** Questions on the material **
1 > Reproduce the passage of the cannabot article between "There’s a breakthrough" and "of cancer cells.", inclusive, substituting "marijuana" for "cannabis".
2 > According to the cannabot article, what is each nanobot drone armed with?
3 > Summarize the cannabot article in two sentences.

[[ Selected text, beginning ]]

Cannobots are Coming!!
There’s a breakthrough brewing in cancer treatment, thanks to the intersection of advanced technology and cannabis. Cannobots!
A medical cannabis company investing heavily in the development of nanotechnology has hit on a promising way to deliver acute doses of cannabis directly to tumors in the human body, helping to halt the growth of cancer cells.
The new therapy takes surgical precision to the next level. Scientists claim they are now capable of constructing tiny drone robots that can move through the human body, find cancerous tumors and treat them. It’s a concept that could revolutionize the way that we tackle some of the most deadly and difficult-to-treat diseases that afflict us.
Each nanobot drone measures only a fraction of an inch and is armed with a deployable payload of medicine. These “cannabots” have the ability to penetrate the body’s blood-brain barriers to locate and treat malicious tumors.
The revolution comes thanks to two recent developments in nanotechnology: computed tomography and magnetic resonance imaging, which are fancy ways of saying that nanobots can now sense different kinds of structures within the human body. The new functionality allows these miniature medicinal practitioners to target cancerous tumors with pinpoint accuracy.
Through these micro-sensors, the newly engineered nanobots can recognize magnetic fields, temperature differences, radiation emission, light sources and even pH variants. When certain combinations of these properties are sensed, the nanobots can respond in specific, pre-programmed ways, such as deploying their medical loads.

[[ Selected text, end ]]
[[ The data, beginning ]]

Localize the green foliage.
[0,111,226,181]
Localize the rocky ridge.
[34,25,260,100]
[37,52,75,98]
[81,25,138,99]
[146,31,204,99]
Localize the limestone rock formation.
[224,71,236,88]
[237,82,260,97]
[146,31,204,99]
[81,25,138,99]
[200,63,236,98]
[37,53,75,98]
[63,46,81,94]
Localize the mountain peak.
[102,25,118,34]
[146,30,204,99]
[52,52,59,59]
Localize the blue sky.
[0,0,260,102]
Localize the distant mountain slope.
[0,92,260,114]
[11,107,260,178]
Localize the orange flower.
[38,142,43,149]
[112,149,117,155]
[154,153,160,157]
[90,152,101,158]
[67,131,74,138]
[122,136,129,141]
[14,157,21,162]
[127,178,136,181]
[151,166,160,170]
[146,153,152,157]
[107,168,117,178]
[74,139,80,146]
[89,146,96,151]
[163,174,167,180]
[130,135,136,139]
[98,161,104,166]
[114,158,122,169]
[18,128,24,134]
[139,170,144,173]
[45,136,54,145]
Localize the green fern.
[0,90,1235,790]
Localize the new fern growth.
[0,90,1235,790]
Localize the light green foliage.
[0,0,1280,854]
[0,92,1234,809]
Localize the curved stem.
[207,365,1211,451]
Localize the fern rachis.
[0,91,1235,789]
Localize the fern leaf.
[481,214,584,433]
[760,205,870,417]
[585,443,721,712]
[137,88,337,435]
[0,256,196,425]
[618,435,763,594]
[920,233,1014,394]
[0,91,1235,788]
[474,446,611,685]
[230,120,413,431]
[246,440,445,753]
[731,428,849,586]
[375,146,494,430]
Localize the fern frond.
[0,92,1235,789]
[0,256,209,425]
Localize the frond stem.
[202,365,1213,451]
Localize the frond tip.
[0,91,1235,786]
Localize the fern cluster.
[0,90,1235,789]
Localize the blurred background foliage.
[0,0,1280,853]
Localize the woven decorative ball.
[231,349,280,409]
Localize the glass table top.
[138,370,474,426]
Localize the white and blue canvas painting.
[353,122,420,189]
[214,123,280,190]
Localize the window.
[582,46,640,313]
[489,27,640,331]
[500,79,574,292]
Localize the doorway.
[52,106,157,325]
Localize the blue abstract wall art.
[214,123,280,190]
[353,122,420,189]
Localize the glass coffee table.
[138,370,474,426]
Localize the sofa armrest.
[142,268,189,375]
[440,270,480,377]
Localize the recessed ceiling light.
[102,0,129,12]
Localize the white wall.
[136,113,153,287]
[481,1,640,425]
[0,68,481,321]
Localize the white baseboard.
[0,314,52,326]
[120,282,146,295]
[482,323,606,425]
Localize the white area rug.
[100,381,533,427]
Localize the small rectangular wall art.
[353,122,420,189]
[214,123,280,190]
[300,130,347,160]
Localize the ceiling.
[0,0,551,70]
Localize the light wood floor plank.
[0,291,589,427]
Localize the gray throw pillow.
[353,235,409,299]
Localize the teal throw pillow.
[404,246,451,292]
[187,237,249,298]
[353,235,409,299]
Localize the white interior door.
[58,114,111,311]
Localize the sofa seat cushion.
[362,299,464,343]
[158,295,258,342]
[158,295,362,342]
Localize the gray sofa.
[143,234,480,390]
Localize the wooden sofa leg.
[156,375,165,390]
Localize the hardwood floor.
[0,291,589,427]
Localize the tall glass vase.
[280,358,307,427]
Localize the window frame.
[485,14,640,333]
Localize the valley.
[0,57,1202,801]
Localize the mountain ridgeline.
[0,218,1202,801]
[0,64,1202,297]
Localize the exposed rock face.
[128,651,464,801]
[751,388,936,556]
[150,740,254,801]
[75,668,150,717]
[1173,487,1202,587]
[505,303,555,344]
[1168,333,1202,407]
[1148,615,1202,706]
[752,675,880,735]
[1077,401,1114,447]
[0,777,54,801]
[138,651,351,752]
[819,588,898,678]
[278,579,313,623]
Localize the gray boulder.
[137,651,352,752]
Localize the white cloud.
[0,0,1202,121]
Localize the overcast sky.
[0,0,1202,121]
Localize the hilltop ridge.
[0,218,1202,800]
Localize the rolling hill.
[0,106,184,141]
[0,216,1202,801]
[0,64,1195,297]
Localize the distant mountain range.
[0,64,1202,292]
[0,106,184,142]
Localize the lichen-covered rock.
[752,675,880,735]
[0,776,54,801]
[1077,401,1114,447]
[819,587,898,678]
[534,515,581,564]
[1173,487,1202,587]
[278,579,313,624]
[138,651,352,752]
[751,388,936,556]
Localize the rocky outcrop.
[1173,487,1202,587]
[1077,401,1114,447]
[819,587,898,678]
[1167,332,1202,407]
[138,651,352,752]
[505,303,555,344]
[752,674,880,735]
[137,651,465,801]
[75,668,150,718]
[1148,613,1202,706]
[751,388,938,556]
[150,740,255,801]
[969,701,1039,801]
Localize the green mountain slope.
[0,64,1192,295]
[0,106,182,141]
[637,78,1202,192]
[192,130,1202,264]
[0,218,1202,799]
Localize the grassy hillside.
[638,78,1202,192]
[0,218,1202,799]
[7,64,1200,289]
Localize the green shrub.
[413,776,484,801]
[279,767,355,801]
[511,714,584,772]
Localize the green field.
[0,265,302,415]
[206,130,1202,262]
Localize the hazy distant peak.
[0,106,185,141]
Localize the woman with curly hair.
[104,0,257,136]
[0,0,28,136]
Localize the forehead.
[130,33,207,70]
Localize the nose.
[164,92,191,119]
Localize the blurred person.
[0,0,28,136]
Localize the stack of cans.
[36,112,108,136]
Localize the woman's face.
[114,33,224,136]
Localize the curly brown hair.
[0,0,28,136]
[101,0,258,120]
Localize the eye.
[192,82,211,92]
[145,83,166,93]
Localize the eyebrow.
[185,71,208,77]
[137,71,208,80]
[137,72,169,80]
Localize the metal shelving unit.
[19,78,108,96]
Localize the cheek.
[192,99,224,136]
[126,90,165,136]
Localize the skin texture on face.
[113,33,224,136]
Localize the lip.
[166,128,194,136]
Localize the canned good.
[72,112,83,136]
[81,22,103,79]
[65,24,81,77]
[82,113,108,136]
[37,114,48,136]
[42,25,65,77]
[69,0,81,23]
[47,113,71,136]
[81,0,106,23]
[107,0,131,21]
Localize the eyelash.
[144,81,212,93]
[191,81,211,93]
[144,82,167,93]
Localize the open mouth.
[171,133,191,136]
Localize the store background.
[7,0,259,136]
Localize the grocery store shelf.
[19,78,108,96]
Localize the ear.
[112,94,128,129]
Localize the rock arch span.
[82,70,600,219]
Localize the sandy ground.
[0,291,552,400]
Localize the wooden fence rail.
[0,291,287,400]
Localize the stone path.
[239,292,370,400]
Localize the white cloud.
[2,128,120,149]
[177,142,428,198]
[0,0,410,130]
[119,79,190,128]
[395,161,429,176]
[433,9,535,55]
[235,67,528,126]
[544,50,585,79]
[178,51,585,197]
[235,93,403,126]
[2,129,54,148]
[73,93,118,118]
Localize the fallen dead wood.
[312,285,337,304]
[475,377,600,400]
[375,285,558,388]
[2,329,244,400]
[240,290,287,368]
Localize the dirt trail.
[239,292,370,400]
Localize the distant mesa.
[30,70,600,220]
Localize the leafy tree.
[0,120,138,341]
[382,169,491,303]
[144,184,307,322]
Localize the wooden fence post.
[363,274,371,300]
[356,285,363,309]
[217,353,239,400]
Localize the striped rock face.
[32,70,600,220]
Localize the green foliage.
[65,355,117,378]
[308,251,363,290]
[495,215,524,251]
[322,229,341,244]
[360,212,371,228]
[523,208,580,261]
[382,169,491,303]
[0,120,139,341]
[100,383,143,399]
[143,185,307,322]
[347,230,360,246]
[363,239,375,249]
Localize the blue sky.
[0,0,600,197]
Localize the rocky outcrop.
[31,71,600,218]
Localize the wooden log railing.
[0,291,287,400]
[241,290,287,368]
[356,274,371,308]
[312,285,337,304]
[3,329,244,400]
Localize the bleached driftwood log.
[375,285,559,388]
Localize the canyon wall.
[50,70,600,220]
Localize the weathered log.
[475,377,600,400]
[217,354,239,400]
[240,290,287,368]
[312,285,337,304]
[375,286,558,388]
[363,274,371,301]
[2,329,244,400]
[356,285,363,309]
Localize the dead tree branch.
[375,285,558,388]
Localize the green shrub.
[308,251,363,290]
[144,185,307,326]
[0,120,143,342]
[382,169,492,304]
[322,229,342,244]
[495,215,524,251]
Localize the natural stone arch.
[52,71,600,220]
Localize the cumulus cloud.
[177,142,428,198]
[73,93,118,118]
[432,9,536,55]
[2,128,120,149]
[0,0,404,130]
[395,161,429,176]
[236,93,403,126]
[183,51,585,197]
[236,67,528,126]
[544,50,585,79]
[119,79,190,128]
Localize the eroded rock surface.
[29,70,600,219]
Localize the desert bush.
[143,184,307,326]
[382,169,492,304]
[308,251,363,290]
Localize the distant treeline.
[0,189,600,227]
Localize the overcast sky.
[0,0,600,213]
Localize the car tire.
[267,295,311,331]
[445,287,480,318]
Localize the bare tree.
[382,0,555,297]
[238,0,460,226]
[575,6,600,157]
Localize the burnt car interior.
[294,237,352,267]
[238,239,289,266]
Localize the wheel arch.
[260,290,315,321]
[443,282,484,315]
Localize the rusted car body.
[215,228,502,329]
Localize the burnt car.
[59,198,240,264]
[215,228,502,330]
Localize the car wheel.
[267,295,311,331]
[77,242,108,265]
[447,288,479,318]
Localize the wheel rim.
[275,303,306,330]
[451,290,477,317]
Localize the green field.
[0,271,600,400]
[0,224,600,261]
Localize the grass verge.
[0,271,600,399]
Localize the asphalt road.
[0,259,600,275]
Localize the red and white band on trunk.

[[ The data, end ]]

** Exercise solutions **
1 >
There’s a breakthrough brewing in cancer treatment, thanks to the intersection of advanced technology and marijuana. Cannobots!
A medical marijuana company investing heavily in the development of nanotechnology has hit on a promising way to deliver acute doses of marijuana directly to tumors in the human body, helping to halt the growth of cancer cells.

2 > Each nanobot drone is armed with a deployable payload of medicine.

3 > A medical cannabis company investing in nanotechnology has found a promising way to deliver acute doses of cannabis directly to tumors, using tiny drone robots that move through the body, find cancerous tumors and treat them. Advances in computed tomography and magnetic resonance imaging let these nanobots sense structures and properties such as magnetic fields, temperature and pH, so they can target tumors precisely and deploy their medicine in pre-programmed ways.